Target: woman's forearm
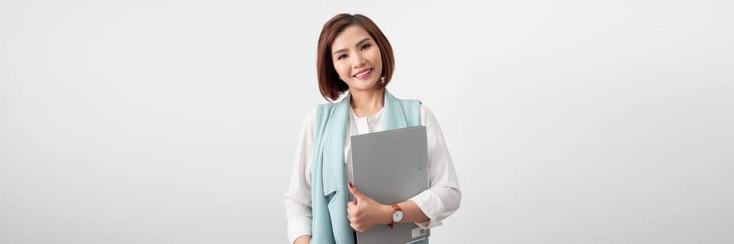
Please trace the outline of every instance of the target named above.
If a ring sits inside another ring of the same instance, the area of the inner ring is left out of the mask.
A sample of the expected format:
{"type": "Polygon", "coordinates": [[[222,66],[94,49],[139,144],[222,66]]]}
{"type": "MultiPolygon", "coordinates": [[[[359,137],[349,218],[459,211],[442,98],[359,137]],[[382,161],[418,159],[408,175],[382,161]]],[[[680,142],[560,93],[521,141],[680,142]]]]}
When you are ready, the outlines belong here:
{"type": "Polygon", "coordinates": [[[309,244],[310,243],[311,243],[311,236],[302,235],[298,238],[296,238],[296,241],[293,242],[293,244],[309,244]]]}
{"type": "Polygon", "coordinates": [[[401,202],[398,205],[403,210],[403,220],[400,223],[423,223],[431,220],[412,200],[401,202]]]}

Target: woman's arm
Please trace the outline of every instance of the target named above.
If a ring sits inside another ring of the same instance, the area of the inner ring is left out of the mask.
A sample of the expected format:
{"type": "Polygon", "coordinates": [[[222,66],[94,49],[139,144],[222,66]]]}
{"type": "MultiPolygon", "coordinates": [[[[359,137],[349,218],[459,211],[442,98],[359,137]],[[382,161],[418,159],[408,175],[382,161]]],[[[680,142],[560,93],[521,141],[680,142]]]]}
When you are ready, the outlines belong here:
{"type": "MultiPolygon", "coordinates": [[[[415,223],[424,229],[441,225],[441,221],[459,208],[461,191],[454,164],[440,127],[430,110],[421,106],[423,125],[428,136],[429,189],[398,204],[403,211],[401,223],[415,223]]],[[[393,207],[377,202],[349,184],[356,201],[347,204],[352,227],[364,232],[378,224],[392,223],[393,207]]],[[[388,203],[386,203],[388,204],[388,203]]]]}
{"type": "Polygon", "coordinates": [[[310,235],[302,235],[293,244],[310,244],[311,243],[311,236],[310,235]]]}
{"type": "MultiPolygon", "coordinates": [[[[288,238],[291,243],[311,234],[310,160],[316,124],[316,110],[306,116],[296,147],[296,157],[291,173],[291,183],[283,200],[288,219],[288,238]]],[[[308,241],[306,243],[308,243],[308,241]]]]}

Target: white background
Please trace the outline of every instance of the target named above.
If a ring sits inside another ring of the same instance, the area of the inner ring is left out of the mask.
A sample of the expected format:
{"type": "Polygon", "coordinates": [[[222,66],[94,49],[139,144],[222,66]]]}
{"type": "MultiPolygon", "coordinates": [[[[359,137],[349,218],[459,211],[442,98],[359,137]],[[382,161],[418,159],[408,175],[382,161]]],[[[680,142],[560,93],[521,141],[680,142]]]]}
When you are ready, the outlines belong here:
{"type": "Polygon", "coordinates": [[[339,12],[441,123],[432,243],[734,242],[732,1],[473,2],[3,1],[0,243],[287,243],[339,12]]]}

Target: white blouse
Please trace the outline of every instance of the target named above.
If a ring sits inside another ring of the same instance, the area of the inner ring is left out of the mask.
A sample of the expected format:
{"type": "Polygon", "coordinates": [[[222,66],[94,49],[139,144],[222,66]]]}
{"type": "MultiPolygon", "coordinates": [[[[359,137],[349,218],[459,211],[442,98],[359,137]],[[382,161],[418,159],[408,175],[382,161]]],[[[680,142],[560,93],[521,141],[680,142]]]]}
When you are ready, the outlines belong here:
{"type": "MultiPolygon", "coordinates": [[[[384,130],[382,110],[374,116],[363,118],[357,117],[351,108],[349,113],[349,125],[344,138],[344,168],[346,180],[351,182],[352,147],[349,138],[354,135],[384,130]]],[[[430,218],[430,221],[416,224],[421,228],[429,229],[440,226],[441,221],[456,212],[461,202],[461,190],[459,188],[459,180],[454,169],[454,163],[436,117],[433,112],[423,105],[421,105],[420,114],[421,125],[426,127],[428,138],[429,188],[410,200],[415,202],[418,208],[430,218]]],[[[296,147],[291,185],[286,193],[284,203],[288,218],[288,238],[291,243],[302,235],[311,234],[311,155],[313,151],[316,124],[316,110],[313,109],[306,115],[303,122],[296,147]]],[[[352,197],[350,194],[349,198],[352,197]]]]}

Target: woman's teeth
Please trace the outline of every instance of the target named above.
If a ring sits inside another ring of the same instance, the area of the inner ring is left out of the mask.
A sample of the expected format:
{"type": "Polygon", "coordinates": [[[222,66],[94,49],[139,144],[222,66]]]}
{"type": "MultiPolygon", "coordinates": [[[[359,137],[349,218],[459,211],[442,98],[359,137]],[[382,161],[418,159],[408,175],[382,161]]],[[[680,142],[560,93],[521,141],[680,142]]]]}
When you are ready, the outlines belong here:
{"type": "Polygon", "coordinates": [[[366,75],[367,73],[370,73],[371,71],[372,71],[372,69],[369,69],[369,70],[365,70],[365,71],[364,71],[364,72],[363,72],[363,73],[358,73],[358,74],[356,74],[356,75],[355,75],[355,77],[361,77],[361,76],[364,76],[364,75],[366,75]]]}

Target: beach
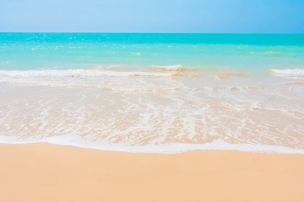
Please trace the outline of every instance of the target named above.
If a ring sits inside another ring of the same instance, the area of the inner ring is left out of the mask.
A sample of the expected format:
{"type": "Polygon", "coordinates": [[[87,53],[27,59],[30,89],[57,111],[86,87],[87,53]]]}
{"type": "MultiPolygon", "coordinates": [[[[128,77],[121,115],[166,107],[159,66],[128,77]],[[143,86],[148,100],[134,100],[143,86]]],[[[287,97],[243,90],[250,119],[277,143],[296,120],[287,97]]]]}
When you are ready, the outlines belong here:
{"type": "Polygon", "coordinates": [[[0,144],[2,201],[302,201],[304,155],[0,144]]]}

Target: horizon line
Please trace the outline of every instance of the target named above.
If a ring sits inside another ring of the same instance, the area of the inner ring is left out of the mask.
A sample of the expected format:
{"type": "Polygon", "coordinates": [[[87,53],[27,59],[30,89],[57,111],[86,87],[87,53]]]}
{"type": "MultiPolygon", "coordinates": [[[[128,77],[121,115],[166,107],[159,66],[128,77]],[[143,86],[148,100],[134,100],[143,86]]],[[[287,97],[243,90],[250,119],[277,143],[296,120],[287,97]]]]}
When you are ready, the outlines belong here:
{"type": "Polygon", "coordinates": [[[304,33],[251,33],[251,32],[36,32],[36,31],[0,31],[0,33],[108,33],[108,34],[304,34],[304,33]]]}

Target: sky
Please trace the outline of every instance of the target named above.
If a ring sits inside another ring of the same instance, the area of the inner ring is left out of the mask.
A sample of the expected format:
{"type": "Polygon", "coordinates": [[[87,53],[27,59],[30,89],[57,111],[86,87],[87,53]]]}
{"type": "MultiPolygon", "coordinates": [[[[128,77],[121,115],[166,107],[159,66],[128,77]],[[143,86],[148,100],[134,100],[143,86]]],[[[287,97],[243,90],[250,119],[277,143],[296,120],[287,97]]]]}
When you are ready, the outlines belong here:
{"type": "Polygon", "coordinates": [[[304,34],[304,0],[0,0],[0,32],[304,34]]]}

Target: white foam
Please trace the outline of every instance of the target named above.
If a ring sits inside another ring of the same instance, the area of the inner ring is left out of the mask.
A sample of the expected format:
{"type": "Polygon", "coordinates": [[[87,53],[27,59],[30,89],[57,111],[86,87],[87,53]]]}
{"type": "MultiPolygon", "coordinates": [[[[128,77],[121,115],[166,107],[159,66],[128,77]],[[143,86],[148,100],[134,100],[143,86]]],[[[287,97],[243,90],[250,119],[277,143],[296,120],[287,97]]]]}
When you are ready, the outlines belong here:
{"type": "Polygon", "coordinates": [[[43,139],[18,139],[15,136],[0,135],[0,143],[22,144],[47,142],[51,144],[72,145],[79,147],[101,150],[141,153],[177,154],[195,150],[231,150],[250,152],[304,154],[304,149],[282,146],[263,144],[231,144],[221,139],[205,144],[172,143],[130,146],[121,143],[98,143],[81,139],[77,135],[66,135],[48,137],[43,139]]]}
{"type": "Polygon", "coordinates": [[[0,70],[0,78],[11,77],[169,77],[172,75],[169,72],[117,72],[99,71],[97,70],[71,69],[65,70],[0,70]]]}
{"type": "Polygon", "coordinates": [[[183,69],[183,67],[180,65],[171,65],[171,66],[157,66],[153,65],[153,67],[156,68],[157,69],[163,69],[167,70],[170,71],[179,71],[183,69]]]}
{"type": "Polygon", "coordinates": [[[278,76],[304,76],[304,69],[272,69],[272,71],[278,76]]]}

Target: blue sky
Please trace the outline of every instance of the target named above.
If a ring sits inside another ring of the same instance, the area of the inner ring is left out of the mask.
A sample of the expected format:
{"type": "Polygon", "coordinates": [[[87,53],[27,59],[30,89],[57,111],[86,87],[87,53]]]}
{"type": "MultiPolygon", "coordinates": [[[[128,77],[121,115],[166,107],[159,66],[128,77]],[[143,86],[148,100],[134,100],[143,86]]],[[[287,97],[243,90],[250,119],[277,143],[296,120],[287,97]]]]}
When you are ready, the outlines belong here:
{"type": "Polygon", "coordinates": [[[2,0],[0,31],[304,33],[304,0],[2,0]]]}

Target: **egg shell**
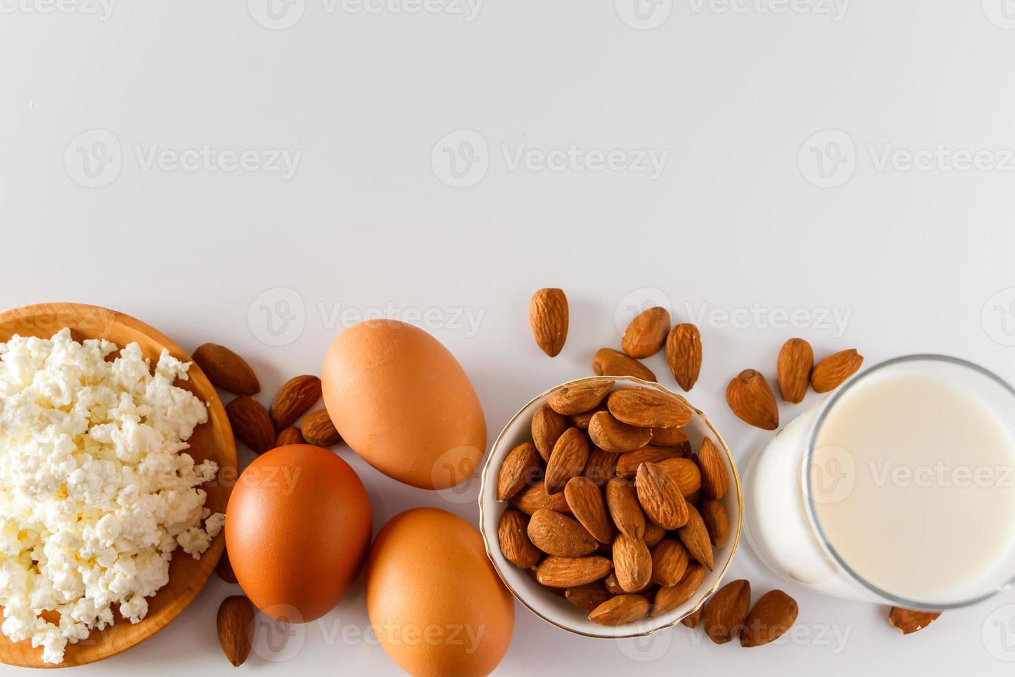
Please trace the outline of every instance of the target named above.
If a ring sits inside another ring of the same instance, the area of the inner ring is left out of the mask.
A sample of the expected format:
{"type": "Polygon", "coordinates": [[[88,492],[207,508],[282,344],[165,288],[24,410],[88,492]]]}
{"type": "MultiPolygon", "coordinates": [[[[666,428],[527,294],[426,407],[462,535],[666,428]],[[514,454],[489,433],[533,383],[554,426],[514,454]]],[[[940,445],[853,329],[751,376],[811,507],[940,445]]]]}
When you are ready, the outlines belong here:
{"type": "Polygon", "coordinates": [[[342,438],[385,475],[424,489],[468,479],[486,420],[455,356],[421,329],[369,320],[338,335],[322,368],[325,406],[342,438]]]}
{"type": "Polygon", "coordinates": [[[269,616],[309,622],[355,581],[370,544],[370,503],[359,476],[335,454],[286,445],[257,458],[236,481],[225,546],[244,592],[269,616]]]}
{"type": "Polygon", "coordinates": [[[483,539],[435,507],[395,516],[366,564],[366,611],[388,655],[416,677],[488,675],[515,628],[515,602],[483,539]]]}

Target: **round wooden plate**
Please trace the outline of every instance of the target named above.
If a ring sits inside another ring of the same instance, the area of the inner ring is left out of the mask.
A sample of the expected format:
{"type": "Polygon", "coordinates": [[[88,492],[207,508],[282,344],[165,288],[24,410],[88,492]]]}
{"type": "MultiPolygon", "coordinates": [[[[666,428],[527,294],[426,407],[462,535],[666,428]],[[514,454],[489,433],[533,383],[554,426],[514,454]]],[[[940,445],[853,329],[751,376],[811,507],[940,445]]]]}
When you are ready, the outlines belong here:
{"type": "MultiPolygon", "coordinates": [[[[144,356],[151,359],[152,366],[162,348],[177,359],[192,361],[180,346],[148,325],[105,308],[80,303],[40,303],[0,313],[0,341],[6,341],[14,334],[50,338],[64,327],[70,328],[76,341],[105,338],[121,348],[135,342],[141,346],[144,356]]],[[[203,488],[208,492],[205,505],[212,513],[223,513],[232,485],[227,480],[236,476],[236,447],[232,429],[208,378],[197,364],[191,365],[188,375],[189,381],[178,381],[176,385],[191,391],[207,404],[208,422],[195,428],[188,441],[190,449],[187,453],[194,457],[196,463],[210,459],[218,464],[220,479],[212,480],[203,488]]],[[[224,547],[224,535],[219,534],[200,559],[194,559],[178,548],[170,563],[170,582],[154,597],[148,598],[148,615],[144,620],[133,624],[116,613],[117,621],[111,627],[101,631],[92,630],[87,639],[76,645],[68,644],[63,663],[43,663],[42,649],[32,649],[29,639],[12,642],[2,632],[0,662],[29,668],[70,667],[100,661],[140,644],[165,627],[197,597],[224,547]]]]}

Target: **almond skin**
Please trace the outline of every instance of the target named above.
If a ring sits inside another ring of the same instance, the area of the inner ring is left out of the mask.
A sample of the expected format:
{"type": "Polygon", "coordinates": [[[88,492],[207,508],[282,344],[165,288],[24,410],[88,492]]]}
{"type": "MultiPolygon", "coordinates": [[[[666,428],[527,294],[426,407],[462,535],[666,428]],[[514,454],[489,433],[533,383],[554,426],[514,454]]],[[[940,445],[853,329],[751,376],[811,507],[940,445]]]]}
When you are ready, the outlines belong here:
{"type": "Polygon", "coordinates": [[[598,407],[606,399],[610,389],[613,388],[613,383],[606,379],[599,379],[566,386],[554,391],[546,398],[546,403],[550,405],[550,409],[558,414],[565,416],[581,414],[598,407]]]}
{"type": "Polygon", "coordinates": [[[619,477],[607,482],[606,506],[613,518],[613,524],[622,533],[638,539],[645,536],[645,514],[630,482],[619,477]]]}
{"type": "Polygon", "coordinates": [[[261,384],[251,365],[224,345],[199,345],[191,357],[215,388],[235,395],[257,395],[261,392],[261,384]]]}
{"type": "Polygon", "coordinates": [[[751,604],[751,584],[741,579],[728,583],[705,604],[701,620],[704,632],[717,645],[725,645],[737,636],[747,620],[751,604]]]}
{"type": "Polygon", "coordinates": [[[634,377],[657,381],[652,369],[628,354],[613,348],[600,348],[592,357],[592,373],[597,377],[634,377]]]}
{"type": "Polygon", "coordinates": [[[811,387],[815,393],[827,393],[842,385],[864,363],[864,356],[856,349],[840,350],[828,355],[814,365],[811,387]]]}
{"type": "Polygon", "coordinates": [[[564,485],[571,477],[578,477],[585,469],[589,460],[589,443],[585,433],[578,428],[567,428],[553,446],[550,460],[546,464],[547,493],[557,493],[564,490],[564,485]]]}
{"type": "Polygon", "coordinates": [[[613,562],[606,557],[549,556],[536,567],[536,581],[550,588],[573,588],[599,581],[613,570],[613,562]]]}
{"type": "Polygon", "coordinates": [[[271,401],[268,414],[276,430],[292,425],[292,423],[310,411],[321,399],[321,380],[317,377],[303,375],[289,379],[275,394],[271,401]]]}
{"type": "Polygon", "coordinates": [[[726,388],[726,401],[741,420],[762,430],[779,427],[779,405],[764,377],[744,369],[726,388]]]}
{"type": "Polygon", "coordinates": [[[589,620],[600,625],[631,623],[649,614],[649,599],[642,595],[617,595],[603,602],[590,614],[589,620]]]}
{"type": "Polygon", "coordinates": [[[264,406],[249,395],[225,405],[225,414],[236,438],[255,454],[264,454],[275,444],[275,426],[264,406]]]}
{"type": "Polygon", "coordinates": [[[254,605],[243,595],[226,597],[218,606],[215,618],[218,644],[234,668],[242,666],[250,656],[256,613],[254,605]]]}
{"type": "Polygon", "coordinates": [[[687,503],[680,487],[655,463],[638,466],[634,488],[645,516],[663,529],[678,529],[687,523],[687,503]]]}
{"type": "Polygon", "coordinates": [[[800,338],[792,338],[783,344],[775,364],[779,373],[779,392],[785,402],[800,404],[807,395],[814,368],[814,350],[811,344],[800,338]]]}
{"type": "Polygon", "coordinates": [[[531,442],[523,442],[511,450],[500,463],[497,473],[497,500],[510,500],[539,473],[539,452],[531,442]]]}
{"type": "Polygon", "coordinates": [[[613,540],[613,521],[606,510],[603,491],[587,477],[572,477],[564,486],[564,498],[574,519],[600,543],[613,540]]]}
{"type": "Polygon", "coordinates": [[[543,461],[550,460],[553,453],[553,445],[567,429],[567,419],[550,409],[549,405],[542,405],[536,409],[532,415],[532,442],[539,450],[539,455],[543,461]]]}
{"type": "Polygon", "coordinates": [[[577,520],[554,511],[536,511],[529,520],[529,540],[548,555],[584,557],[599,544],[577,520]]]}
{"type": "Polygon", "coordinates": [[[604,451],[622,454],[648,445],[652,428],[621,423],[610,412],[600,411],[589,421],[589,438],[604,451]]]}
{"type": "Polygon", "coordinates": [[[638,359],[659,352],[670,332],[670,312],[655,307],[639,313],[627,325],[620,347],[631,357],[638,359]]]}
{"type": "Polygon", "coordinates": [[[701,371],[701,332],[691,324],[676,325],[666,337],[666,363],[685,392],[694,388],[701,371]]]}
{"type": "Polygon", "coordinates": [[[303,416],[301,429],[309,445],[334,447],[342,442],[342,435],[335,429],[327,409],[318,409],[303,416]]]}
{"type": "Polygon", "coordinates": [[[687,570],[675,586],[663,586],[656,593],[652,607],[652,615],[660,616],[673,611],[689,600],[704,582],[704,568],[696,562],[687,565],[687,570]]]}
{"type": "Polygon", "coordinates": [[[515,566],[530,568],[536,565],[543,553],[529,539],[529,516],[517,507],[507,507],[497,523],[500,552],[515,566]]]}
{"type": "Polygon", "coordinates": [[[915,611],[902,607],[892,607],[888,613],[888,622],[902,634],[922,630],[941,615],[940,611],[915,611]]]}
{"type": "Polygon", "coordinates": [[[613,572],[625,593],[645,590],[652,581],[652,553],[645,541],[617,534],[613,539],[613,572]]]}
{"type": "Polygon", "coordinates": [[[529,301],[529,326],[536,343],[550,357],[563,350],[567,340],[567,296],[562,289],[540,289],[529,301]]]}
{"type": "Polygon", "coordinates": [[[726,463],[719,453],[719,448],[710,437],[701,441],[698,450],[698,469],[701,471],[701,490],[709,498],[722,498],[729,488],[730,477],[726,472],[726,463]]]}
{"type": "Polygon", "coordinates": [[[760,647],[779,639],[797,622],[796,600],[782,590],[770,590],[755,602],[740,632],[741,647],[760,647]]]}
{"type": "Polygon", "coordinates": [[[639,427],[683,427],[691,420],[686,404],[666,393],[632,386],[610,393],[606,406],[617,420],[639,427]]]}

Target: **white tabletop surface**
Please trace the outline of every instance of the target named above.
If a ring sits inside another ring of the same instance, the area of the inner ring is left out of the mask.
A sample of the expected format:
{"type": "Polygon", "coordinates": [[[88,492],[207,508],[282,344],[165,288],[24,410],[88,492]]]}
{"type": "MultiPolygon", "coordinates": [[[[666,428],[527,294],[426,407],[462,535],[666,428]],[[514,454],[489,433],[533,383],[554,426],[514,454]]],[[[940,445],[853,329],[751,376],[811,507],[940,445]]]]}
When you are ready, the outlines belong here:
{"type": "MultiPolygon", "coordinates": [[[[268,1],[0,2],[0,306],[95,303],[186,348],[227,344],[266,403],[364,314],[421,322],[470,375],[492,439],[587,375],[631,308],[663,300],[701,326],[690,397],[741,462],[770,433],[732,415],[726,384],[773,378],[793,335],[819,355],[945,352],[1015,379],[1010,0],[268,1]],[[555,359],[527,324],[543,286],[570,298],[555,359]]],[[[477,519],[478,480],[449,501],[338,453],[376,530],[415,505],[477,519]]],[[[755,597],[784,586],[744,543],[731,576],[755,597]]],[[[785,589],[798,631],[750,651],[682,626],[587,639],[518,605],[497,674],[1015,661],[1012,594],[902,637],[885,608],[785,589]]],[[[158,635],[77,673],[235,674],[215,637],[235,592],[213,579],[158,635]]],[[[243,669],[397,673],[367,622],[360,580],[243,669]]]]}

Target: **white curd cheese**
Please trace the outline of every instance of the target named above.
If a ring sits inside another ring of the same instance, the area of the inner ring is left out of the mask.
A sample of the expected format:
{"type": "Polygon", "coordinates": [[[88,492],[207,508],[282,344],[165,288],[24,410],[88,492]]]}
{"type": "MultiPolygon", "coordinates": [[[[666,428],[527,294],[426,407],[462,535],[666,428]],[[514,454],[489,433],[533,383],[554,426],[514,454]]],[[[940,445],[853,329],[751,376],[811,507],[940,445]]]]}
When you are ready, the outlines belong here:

[WHAT YOU WILL DO]: Collect every line of the material above that contains the string "white", copying each line in full.

[ANSWER TO THIS PROBLEM]:
Target: white background
Target: white blouse
Target: white foam
Target: **white tabletop surface**
Target: **white curd cheese**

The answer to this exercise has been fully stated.